Document excerpt
C I V I L    M A R R I A G E    I S    A    C I V I L    R I G H T.

A N D N O W I T ' S T H E L A W O F T H E L A N D.


Thursday, June 21, 2018

Today's Quote: What Kind of Country Are We?

Time cover, issue of July 2, 2018. Click to enlarge.

Karl Vick of Time magazine poses the question:
Presidents have many jobs, and one is telling us who we are.

For the first 240 years of U.S. history, at least, our most revered chief executives reliably articulated a set of high-minded, humanist values that bound together a diverse nation by naming what we aspired to: democracy, humanity, equality. The Enlightenment ideals Thomas Jefferson etched onto the Declaration of Independence were given voice by Presidents from George Washington to Barack Obama.

Donald Trump doesn’t talk like that. In the 18 months since his Inauguration, Trump has mentioned “democracy” fewer than 100 times, “equality” only 12 times and “human rights” just 10 times. . . .

A week after his return from the June 12 summit with North Korea’s dictator, family separation dominated the national conversation like no other political story since former FBI chief James Comey was shown the door. A steadily building wave of revulsion washed over the political spectrum, from MSNBC to the editorial page of the Wall Street Journal to Franklin Graham and into the White House living quarters, when a spokeswoman for the First Lady said she called for “a country that governs with heart.”

Which leaves us facing a question: What kind of country are we? The world has been nervously asking that since November 2016. And while Trump ultimately capitulated on the forced separation of children, his new order suggested that families would be detained not only together, but perhaps indefinitely. For many Americans, the forced separation of immigrant families left them looking into the void from which the brutal policy emerged: the dark space left by the words Trump does say. . . .

What values does America’s billionaire President embrace in place of the Founders’? A kind of gimlet-eyed competition. Trump purports to run the country as a business, the most meaningful metric being exports vs. imports: if you have more than your counterpart, you’re a winner, and the other guy a loser. But even in the bloodless world of accounting, “goodwill” has a place on the ledger (the left side; it’s an asset) and the U.S. may be writing down a loss. Its economy is strong. The people pitching up at its borders surely count as proof of that.

Information provided

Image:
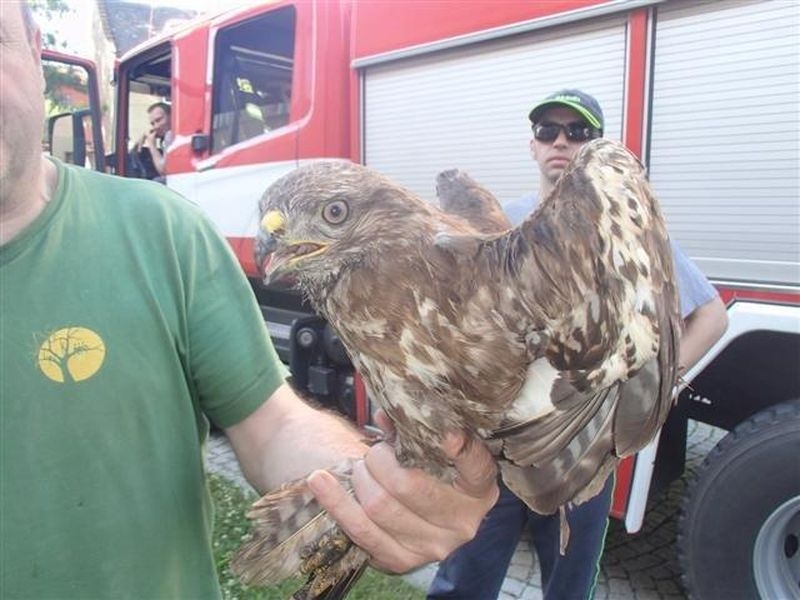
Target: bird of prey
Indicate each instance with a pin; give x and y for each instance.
(554, 342)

Exercise aim
Copy the passage from the blog post on the Time quote word for word, everything from "Thursday, June 21, 2018" down to "who we are.".

Answer below
Thursday, June 21, 2018

Today's Quote: What Kind of Country Are We?

Time cover, issue of July 2, 2018. Click to enlarge.

Karl Vick of Time magazine poses the question:
Presidents have many jobs, and one is telling us who we are.